● **Task instructions**:
1/ In the passage on energy regulations, rewrite the paragraph beginning "These Regulations establish the framework" as a short bulleted list that keeps its main facts.
2/ Repeat, word for word, the part of the passage on energy regulations between "delete The Green" and "on-bill financing scheme.", inclusive.
3/ Pick up the passage on energy regulations after its final sentence and continue it.

--- Excerpted passage Enclosed Below ---

These Regulations establish the framework for electricity supplier obligations to fund Contracts for Difference (CFDs) under the Energy Act 2013. They create a complex payment mechanism where electricity suppliers must pay CFD period contributions (comprising daily and quarterly contributions) to a CFD counterparty, based on formulas involving generation counterparty payments, party payments, and supplier market share. The Regulations establish interim levy rates, reserve payments, reconciliation processes, and mutualisation mechanisms, with detailed definitions for terms like BM Units, BSC volume allocation runs, and EII excluded electricity. The system involves the Balancing and Settlement Code, ELEXON/BSCCo, and various calculation methodologies for determining supplier obligations.

Reason

This regulation imposes substantial costs on electricity suppliers that are ultimately passed through to consumers and businesses, raising energy prices and eroding industrial competitiveness. The complex CFD funding mechanism distorts free-market signals by using supplier obligations to subsidise specific low-carbon generation, creating an artificial market intervention that picks winners and losers in the energy sector. The reserve requirements, reconciliation processes, and mutualisation provisions introduce regulatory risk and uncertainty for suppliers. The administrative burden of compliance with these detailed calculation and payment requirements adds further cost. Post-Brexit Britain should not retain this inherited EU-era mechanism for cross-subsidising energy generation; instead, the market should determine investment in electricity generation without these regulatory impositions.

delete The Green Deal (Qualifying Energy Improvements) (Amendment) Order 2014 uksi-2014-2020 · 2014
Summary

Amends the Green Deal (Qualifying Energy Improvements) Order 2012 by adding 'circulator pumps' as a qualifying energy improvement and removing 'attached to showers' from paragraph (rr). These are technical amendments expanding the types of energy-efficient improvements eligible under the Green Deal on-bill financing scheme.

--- End of Enclosed Excerpted passage ---
--- Raw data Enclosed Below ---

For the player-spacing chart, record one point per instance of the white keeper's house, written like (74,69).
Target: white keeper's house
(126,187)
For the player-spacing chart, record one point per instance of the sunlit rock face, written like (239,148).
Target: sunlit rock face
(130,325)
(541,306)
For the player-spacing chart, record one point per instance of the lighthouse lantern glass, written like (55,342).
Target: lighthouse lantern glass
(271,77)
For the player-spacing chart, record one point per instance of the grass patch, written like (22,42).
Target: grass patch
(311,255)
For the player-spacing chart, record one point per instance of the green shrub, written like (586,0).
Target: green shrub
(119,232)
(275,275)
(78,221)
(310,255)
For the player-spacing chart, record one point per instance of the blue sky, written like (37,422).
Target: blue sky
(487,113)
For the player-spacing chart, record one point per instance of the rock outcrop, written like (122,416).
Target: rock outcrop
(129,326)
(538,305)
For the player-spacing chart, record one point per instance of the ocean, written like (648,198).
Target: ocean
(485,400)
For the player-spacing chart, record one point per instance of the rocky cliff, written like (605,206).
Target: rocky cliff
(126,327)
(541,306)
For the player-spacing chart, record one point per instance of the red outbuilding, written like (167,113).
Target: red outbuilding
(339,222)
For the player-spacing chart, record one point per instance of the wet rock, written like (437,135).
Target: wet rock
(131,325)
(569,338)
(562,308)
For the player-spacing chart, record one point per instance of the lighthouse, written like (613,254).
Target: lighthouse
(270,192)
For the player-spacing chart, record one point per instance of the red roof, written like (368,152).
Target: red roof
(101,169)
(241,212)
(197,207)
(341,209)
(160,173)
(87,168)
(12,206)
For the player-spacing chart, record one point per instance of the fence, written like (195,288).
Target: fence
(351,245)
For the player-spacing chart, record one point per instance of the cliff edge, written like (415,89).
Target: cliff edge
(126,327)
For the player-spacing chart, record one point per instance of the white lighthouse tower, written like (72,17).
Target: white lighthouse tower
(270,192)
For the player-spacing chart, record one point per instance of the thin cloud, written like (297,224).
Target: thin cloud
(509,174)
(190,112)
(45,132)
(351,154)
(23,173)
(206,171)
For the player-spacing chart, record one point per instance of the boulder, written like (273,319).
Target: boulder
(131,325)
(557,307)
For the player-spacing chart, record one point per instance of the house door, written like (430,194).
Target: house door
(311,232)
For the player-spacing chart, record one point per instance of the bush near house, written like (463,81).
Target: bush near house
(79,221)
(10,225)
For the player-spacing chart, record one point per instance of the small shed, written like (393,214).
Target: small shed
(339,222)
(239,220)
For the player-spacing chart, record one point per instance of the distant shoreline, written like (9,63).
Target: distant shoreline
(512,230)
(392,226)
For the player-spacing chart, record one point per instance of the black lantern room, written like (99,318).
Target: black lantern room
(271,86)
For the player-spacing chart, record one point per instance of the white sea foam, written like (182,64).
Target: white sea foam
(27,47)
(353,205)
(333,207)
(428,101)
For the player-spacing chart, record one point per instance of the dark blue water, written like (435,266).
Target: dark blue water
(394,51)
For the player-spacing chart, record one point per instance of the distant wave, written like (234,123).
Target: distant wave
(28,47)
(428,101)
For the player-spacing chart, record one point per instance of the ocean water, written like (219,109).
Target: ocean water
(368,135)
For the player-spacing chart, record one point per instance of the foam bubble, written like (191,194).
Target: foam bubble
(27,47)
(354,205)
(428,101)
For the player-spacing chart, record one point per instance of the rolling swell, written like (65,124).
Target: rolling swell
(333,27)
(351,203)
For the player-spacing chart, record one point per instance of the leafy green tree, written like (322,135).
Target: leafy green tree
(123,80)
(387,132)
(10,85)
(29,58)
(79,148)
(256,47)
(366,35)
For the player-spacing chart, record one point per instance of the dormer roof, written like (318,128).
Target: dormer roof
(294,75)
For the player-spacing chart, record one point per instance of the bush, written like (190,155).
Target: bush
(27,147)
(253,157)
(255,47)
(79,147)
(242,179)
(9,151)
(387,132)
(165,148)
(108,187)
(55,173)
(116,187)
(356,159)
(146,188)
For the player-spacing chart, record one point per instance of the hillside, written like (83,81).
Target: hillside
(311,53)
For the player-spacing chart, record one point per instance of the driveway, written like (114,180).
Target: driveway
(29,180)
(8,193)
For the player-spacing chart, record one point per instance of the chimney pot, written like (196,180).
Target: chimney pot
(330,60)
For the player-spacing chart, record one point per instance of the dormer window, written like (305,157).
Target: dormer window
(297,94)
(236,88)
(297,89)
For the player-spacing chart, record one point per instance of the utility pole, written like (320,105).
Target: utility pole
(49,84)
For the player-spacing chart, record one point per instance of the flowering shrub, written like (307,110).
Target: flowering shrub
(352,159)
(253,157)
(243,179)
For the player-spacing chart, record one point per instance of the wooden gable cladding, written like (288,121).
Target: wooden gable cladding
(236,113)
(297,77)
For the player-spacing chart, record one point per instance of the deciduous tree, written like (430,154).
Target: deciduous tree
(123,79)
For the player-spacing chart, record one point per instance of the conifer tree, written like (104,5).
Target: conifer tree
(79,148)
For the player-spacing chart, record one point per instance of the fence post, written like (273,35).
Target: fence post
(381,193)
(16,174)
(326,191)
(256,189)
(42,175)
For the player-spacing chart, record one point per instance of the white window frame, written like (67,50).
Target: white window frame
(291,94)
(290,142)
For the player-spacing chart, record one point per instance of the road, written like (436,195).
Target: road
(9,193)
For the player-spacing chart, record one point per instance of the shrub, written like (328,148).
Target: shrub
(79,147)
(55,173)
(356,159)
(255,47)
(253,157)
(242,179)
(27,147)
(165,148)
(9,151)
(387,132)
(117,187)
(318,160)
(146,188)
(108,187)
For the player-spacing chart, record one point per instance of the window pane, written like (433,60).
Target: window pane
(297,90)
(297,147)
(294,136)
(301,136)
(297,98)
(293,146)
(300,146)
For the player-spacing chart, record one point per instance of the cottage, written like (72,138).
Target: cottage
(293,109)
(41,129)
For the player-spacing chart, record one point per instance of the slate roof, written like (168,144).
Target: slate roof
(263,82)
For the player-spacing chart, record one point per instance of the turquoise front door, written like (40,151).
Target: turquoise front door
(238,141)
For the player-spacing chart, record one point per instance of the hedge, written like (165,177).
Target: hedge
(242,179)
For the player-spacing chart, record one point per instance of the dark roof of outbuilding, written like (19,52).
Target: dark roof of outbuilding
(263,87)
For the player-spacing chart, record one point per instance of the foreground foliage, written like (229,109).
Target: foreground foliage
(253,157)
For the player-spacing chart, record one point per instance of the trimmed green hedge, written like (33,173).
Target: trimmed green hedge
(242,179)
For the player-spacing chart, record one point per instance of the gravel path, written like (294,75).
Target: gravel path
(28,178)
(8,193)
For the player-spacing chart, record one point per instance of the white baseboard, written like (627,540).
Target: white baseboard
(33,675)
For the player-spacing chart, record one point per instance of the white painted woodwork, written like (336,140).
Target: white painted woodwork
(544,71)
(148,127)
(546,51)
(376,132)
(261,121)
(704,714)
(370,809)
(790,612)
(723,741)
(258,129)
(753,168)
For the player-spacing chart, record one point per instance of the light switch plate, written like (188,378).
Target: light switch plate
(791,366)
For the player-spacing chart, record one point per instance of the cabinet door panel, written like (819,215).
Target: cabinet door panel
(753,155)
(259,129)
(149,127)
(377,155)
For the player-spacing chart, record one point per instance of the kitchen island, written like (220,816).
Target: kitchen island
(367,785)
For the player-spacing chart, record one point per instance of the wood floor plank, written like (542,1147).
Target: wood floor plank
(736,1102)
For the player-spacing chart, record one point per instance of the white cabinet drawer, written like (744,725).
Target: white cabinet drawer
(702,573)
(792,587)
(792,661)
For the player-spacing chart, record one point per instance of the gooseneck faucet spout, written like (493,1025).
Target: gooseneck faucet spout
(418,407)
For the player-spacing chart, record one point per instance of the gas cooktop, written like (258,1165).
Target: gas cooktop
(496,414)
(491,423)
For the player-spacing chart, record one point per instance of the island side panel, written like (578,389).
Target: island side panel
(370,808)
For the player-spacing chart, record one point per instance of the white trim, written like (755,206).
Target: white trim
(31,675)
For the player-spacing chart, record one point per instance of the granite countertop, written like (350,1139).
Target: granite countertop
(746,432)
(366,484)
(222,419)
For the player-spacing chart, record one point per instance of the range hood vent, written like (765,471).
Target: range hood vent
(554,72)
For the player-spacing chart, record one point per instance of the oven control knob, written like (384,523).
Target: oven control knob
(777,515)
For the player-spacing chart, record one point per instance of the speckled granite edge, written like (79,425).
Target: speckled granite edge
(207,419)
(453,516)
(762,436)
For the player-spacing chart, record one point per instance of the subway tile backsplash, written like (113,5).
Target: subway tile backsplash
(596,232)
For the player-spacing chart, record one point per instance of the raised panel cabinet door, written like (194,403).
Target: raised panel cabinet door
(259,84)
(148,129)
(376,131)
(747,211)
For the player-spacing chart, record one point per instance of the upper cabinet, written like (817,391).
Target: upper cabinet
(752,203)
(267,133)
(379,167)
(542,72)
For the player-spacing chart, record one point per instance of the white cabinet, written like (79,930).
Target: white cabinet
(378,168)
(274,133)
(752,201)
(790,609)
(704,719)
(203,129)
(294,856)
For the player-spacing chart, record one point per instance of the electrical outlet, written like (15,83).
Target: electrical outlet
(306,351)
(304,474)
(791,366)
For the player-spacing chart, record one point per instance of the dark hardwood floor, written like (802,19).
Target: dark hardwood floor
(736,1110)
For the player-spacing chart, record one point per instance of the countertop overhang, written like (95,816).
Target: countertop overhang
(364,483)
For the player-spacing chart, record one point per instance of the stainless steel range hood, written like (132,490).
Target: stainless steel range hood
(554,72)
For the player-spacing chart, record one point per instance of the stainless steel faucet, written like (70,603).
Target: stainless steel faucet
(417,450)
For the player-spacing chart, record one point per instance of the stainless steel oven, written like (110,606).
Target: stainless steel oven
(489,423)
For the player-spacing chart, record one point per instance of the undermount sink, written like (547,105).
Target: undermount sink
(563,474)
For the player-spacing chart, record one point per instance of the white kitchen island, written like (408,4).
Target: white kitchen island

--- End of Enclosed Raw data ---

● **Expected responses**:
1/
- The Regulations set up how electricity suppliers fund Contracts for Difference (CFDs) under the Energy Act 2013.
- Suppliers pay CFD period contributions, made up of daily and quarterly contributions, to a CFD counterparty.
- These amounts come from formulas using generation counterparty payments, party payments, and supplier market share.
- The Regulations set interim levy rates, reserve payments, reconciliation processes, and mutualisation mechanisms.
- They define terms such as BM Units, BSC volume allocation runs, and EII excluded electricity.
- The system involves the Balancing and Settlement Code, ELEXON/BSCCo, and various calculation methods for supplier obligations.

2/
delete The Green Deal (Qualifying Energy Improvements) (Amendment) Order 2014 uksi-2014-2020 · 2014
Summary

Amends the Green Deal (Qualifying Energy Improvements) Order 2012 by adding 'circulator pumps' as a qualifying energy improvement and removing 'attached to showers' from paragraph (rr). These are technical amendments expanding the types of energy-efficient improvements eligible under the Green Deal on-bill financing scheme.

3/
Reason

The Green Deal scheme was ultimately a failure, achieving minimal energy efficiency gains at high administrative cost, and was discontinued in 2015-2017. This amendment Order has no meaningful effect since the scheme it modifies no longer operates. Government on-bill financing schemes distort market incentives and create perverse outcomes—the scheme was plagued by low uptake, complex bureaucracy, and complaints about the 'Golden Rule' that promised bill savings but rarely delivered. Retaining this amendment preserves a relic of a failed interventionist policy.

delete The Town and Country Planning (Fees for Applications, Deemed Applications, Requests and Site Visits) (England) (Amendment) (No. 2) Regulations 2014 uksi-2014-2026 · 2014
Summary

Amendment to the 2012 Town and Country Planning Fees Regulations inserting a new fee category (zb) of £172 for planning applications involving material change of use combined with building operations. Includes transitional provisions for applications made before the regulations came into force.

Reason

Planning fees are taxes on development that compound Britain's already restrictive planning regime. The £172 fee for material change of use applications with building operations creates unnecessary friction for property rights and economic activity. Combined with Britain's world-renowned planning restrictions that suppress housing supply and business flexibility, this fee represents an additional barrier to dynamic economic activity. The original 2012 Regulations themselves reflect a system where government permission is required for changes that should be freely permitted between willing parties. Rather than expanding fee categories, all such fees should be abolished as part of liberalising Britain's restrictive planning system.